◆ COMPITI DELL'ESERCIZIO ◆
1. Elenca tutte le persone citate per nome nella recensione del film Patton.
2. Riprendi la recensione del film Patton e proseguila dopo l'ultima frase riportata.

#### TESTO FORNITO

1110_PATTON, GENERALE D'ACCIAIO (Patton). Stati Uniti 1970; Regia di Franklin J. Schaffner.
Si sa che le biografie sono sempre da prendere con il
beneficio del dubbio; concetto che va raddoppiato per i film biografici ed
elevato a potenza per i film biografici americani. Se poi ci si riferisce a
personaggi inerenti alla Seconda Guerra
Mondiale, è chiaro che ci si scontra con l’evento recente che ha stabilito
lo status quo sugli equilibri di
forza a livello globale e, di conseguenza, anche con la verità storica dei vincitori da rispettare, non sempre coincidente
con l’andamento reale dei fatti. Fatte queste doverose premesse, che valgono in
linea generale, Patton generale d’acciaio
è un film interessantissimo, non solo a livello cinematografico ma anche da un
punto di vista storico. Per una volta il regista di turno non ha peli sulla
lingua e, pur senza scadere in una faziosa contropropaganda, non ha paura a
mostrare le pericolose similitudini esistenti tra l’eroe americano della Seconda
Guerra Mondiale per eccellenza, il generale Patton, e gli odiati nemici
nazisti. Il regista in questione è Franklin J. Schaffner e nel suo racconto
biografico non scade mai nell’agiografia, anche se non esita a riconoscere i
meriti, prevalentemente militari, del suo protagonista. Da parte sua George C.
Scott sfodera un’interpretazione, nei panni di Patton, magistrale; molto bravo,
in tono più dimesso, Karl Malden nel ruolo di Omar Bradley, il generale a cui
si deve il libro da cui è stata in parte tratta la sceneggiatura per il film, opera
di Francis Ford Coppola e Edmund H. North.

########
#### MATERIALE FORNITO

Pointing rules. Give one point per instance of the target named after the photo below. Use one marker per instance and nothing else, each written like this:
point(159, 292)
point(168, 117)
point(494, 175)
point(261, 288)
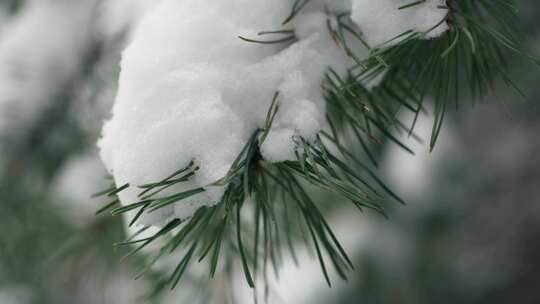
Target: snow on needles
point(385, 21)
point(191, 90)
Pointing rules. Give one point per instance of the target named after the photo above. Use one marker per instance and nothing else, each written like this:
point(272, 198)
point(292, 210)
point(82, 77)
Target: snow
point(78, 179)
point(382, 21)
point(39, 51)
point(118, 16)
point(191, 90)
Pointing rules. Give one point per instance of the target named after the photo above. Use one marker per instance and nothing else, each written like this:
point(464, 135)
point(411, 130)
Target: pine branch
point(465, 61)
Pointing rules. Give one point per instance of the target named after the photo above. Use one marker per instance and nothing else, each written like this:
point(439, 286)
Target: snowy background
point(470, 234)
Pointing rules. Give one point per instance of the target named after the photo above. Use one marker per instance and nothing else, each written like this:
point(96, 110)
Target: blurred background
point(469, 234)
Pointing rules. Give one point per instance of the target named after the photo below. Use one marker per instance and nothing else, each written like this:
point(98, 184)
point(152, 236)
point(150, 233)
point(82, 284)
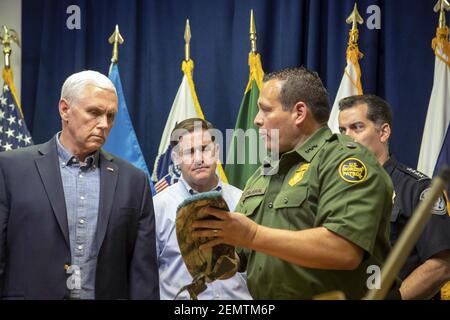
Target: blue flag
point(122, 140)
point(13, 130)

########
#### MATERIALE FORNITO

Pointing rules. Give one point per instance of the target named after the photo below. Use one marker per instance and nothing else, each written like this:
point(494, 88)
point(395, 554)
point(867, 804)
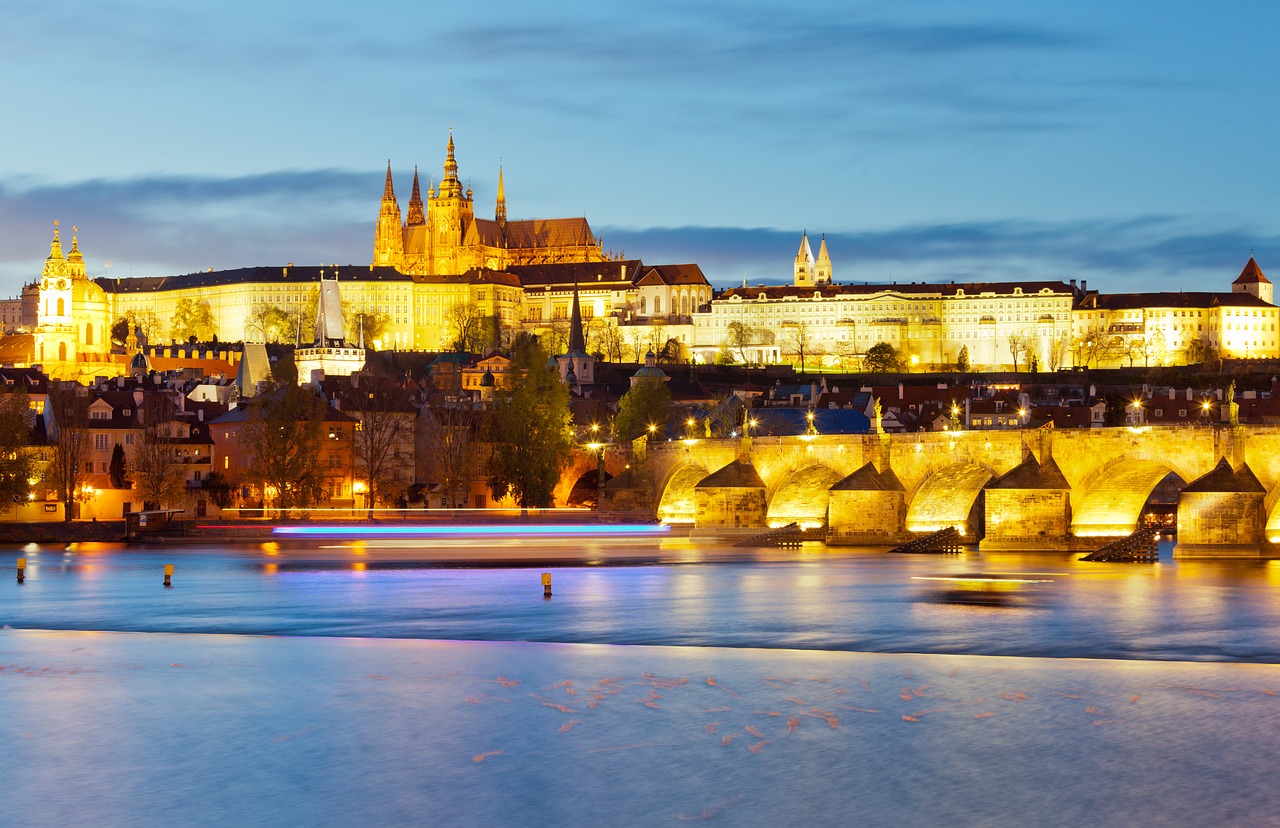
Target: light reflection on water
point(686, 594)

########

◆ RISPOSTE FINALI ◆
1. Il generale Patton, Franklin J. Schaffner, George C. Scott, Karl Malden, Omar Bradley, Francis Ford Coppola, Edmund H. North.

2.
E’ curiosa la scena iniziale: la figura di Patton, vestito
in pompa magna, si staglia sullo sfondo di una enorme bandiera americana, che
occupa tutto lo schermo. Sembra un’immagine astratta, simbolica, quasi una
scheggia di cinema sperimentale. Il suo discorso, con il quale sprona gli
uomini della terza armata, pare sia stato reso meno cruento dagli sceneggiatori
rispetto alle parole originali usate dal militare nell’occasione. Perché il
Patton storico è un personaggio difficile da tradurre al cinema: siamo abituati
agli eccessi dei narratori, lo si è detto, e anche in questo Patton generale d’acciaio ci saranno
sicuramente dei passaggi enfatizzati per necessità narrative. Ma il generale
era già di suo un personaggio eccessivo, per sua natura, e quindi il rischio è
che si vada a pensare che tutte le esagerazioni mostrate sullo schermo siano
invece legate all’aspetto romanzato dell’opera.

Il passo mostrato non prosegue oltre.